:: What is expected ::
Reproduce the lines below word for word, leaving out the pictures.
— START Data for this task —
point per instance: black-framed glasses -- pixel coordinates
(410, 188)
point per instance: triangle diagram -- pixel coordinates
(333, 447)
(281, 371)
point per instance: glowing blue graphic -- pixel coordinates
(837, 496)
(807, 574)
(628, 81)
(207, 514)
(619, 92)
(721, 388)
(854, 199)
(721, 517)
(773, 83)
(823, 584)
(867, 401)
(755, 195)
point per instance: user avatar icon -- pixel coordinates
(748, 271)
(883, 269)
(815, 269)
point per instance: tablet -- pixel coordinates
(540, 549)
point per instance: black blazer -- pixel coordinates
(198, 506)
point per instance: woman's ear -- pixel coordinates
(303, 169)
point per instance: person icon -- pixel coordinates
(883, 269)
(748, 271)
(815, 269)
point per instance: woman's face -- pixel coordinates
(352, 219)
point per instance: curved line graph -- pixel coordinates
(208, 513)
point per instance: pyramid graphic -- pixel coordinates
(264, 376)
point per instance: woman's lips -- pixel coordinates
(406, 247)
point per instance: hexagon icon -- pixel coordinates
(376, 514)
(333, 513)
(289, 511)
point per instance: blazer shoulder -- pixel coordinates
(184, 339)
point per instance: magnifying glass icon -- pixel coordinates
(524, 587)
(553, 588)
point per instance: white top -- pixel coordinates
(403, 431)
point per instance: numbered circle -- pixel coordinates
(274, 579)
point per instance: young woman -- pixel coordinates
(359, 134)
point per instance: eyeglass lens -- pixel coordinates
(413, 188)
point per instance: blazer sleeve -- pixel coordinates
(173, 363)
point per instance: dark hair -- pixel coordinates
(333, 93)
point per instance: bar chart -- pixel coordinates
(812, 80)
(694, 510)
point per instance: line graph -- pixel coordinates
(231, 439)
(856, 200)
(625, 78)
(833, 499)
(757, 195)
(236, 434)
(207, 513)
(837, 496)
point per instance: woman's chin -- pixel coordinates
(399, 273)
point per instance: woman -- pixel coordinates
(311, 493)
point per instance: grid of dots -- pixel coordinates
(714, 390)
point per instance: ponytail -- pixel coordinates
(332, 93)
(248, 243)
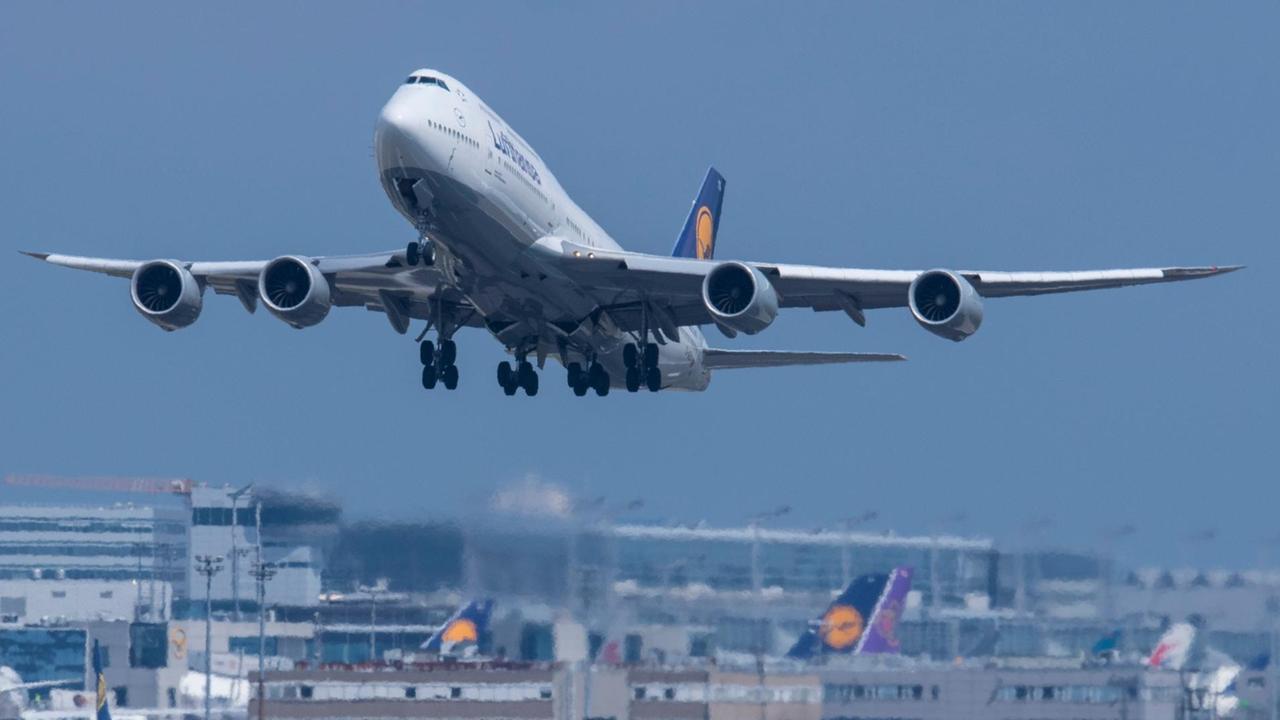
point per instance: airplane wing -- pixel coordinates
(382, 282)
(676, 283)
(717, 359)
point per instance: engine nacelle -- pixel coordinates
(167, 294)
(295, 291)
(740, 297)
(945, 304)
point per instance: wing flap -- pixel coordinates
(718, 359)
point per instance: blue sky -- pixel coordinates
(1002, 136)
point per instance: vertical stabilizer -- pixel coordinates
(698, 237)
(464, 628)
(103, 710)
(881, 637)
(863, 619)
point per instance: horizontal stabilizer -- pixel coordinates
(726, 359)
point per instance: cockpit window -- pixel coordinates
(426, 80)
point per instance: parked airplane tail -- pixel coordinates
(698, 237)
(103, 709)
(465, 627)
(1174, 647)
(863, 620)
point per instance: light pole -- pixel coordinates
(209, 565)
(380, 586)
(236, 552)
(935, 592)
(263, 572)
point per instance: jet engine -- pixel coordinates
(167, 294)
(740, 297)
(295, 291)
(945, 304)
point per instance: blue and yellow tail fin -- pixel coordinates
(466, 627)
(103, 711)
(698, 237)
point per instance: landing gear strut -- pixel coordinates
(438, 364)
(420, 251)
(641, 367)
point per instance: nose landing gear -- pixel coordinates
(438, 364)
(522, 376)
(641, 367)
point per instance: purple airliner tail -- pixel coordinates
(881, 636)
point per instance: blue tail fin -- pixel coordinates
(103, 711)
(465, 627)
(698, 237)
(862, 620)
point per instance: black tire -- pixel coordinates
(448, 352)
(600, 382)
(595, 373)
(653, 379)
(650, 355)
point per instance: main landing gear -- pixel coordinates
(420, 251)
(641, 367)
(438, 364)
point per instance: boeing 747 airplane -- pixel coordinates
(499, 245)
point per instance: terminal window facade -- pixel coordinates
(480, 692)
(846, 693)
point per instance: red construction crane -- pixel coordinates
(154, 486)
— END Data for this task —
:: Output ::
point per instance: black-framed glasses -- pixel coordinates
(410, 188)
point per instance: triangle diagram -- pixel coordinates
(333, 447)
(281, 371)
point per instance: glowing blue graphic -- pixel coordinates
(837, 496)
(807, 574)
(628, 81)
(207, 514)
(619, 92)
(721, 388)
(854, 199)
(721, 517)
(773, 83)
(823, 584)
(867, 401)
(755, 195)
point per instance: user avatar icon -- pixel coordinates
(748, 271)
(883, 269)
(815, 269)
point per instance: tablet -- pixel coordinates
(540, 549)
point per instance: black blazer -- pixel coordinates
(198, 506)
point per instance: woman's ear -- pixel coordinates
(303, 169)
point per instance: person icon -- pixel coordinates
(883, 269)
(748, 271)
(815, 269)
point per instance: woman's face -- pixel coordinates
(352, 219)
point per instance: curved line graph -- pixel coordinates
(208, 513)
point per instance: pyramid graphic -- pixel coordinates
(264, 376)
point per instance: woman's lips -- pixel coordinates
(406, 247)
point per instance: hexagon icon -- pixel coordinates
(376, 514)
(333, 513)
(289, 511)
point per instance: blazer shoulder -- pixel coordinates
(184, 339)
point per instance: magnifying glass icon -- pixel coordinates
(524, 587)
(553, 588)
point per instance: white top -- pixel coordinates
(403, 431)
point per instance: numbered circle -- pixel coordinates
(274, 579)
point per instance: young woman -- pixel coordinates
(359, 134)
point per instance: eyeglass lens -- pixel coordinates
(413, 188)
point per instance: blazer sleeve -- pixel coordinates
(173, 363)
point per instance: dark hair -- pixel coordinates
(333, 93)
point per instance: bar chart -- pixel coordinates
(812, 80)
(694, 510)
point per instance: line graph -- pixel coordinates
(231, 439)
(856, 200)
(625, 78)
(833, 499)
(757, 195)
(236, 434)
(207, 513)
(837, 496)
point per instance: woman's chin -- pixel coordinates
(399, 273)
point per instance: woman -- pixel coordinates
(311, 493)
point per instance: grid of dots -- pixel coordinates
(714, 390)
point per instance: ponytail -- pixel coordinates
(332, 93)
(248, 243)
point per instance: airplane wing -- pixel coordinates
(382, 282)
(676, 283)
(717, 359)
point per instance: engine nacelle -- pixel coordinates
(167, 294)
(295, 291)
(740, 297)
(945, 304)
point per instance: wing flap -- pixel coordinates
(718, 359)
point per instance: blue sky -- pixel coordinates
(1002, 136)
point per instance: vertical stabilizer -- pixel coordinates
(698, 237)
(464, 628)
(103, 710)
(881, 637)
(863, 619)
point per instance: horizontal stabilizer -- pixel coordinates
(726, 359)
point per instance: cockpit window -- pixel coordinates
(426, 80)
point per instance: parked airplane tail -- pixel coordinates
(698, 237)
(103, 709)
(465, 627)
(1174, 647)
(863, 620)
point per instance: light pole -- pixel coordinates
(209, 565)
(380, 586)
(236, 552)
(935, 592)
(263, 572)
point per instance: jet engine -- pixel coordinates
(167, 294)
(740, 297)
(295, 291)
(945, 304)
point per instance: blue and yellow tail fin -- pixel coordinates
(466, 627)
(103, 711)
(698, 237)
point per instance: landing gear strut -- pixel coordinates
(438, 364)
(420, 251)
(641, 367)
point per instance: nose landing gear -- pixel coordinates
(438, 364)
(522, 376)
(641, 367)
point per instance: purple airliner tail -- pixel coordinates
(881, 636)
point per instance: blue tail fin -- pixel coordinates
(103, 711)
(465, 627)
(698, 237)
(862, 620)
point per instance: black tire -- pixel coordinates
(448, 352)
(600, 382)
(595, 373)
(653, 379)
(650, 355)
point per instance: main landing gear -- pixel coordinates
(420, 251)
(641, 367)
(438, 364)
point per instance: boeing 747 airplane -- pixel coordinates
(499, 245)
point per instance: terminal window facade -- pixel coordinates
(480, 692)
(846, 693)
point per instance: red construction crane -- pixel coordinates
(154, 486)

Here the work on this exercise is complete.